■ Your instructions ■
Write out these lines again, swapping each "jersey" for "shirt" and leaving everything else unchanged.

<<<<

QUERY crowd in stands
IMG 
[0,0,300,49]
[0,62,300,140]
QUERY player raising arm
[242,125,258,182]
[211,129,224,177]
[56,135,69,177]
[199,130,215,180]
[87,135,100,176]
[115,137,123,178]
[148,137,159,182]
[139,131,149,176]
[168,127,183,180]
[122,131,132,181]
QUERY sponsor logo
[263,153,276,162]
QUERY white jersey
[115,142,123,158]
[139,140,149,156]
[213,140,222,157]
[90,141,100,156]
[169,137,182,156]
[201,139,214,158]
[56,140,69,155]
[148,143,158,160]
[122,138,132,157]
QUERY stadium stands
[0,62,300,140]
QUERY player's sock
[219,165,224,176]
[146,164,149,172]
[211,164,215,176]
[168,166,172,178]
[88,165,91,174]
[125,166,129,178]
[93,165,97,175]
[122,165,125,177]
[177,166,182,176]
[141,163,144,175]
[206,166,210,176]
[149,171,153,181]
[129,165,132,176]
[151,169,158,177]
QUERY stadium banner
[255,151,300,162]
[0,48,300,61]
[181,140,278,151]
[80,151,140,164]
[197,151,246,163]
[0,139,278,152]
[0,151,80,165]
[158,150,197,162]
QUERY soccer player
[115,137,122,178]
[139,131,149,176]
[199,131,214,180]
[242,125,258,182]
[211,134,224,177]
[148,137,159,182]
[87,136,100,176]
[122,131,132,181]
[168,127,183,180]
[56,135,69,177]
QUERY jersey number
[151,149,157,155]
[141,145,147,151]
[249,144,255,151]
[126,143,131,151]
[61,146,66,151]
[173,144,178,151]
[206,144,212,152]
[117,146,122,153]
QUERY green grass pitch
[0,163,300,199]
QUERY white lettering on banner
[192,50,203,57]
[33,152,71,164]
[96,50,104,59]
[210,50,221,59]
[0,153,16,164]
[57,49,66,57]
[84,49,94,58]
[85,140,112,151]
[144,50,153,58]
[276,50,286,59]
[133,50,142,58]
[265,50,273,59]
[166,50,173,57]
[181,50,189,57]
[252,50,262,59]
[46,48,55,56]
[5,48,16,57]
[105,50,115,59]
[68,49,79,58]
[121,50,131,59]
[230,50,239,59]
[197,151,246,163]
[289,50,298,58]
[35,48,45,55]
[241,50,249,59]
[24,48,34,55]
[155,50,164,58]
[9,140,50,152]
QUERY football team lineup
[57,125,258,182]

>>>>

■ The response ■
QUERY crowd in stands
IMG 
[0,0,300,49]
[0,62,300,140]
QUERY player raising arm
[242,125,258,182]
[211,129,224,177]
[56,135,69,177]
[199,130,215,180]
[87,135,100,176]
[115,137,123,178]
[148,137,159,182]
[139,131,149,176]
[168,127,183,180]
[122,131,132,181]
QUERY sponsor logo
[263,153,276,162]
QUERY white shirt
[115,142,123,158]
[139,140,149,156]
[213,140,222,157]
[90,141,100,156]
[169,137,182,156]
[201,139,214,158]
[56,140,69,155]
[148,143,158,160]
[122,138,132,157]
QUERY stadium stands
[0,62,300,140]
QUERY player's sock
[219,165,224,176]
[146,164,149,172]
[211,164,215,176]
[168,166,172,178]
[88,165,91,174]
[125,166,129,178]
[93,165,97,175]
[122,165,125,177]
[177,166,182,176]
[141,163,144,175]
[206,166,210,176]
[149,171,153,181]
[129,165,132,176]
[151,169,158,177]
QUERY stadium banner
[255,151,300,162]
[0,48,300,61]
[181,140,278,151]
[80,151,140,164]
[197,151,246,163]
[0,139,278,152]
[0,151,80,165]
[158,150,197,162]
QUERY soccer player
[115,137,122,178]
[139,131,149,176]
[199,131,214,180]
[242,125,258,182]
[211,134,224,177]
[148,137,159,182]
[87,136,100,176]
[122,131,132,181]
[168,127,183,180]
[56,135,69,177]
QUERY shirt number
[151,149,157,155]
[141,145,147,151]
[249,144,255,151]
[126,143,131,151]
[61,146,66,151]
[173,144,178,151]
[206,144,212,152]
[117,146,122,153]
QUERY green grass pitch
[0,163,300,199]
QUERY white lettering on banner
[192,50,203,57]
[33,152,71,164]
[96,50,104,59]
[210,50,221,59]
[0,153,16,164]
[57,49,66,57]
[84,49,94,58]
[85,140,112,151]
[144,50,153,58]
[276,50,286,59]
[133,50,142,58]
[265,50,273,59]
[166,50,173,57]
[181,50,189,57]
[252,50,262,59]
[46,48,55,56]
[5,48,16,57]
[105,50,115,59]
[68,49,79,58]
[121,50,131,59]
[230,50,239,59]
[197,151,246,163]
[289,50,298,58]
[35,48,45,55]
[241,50,249,59]
[24,48,34,55]
[155,50,164,58]
[9,140,50,152]
QUERY football team lineup
[57,125,258,182]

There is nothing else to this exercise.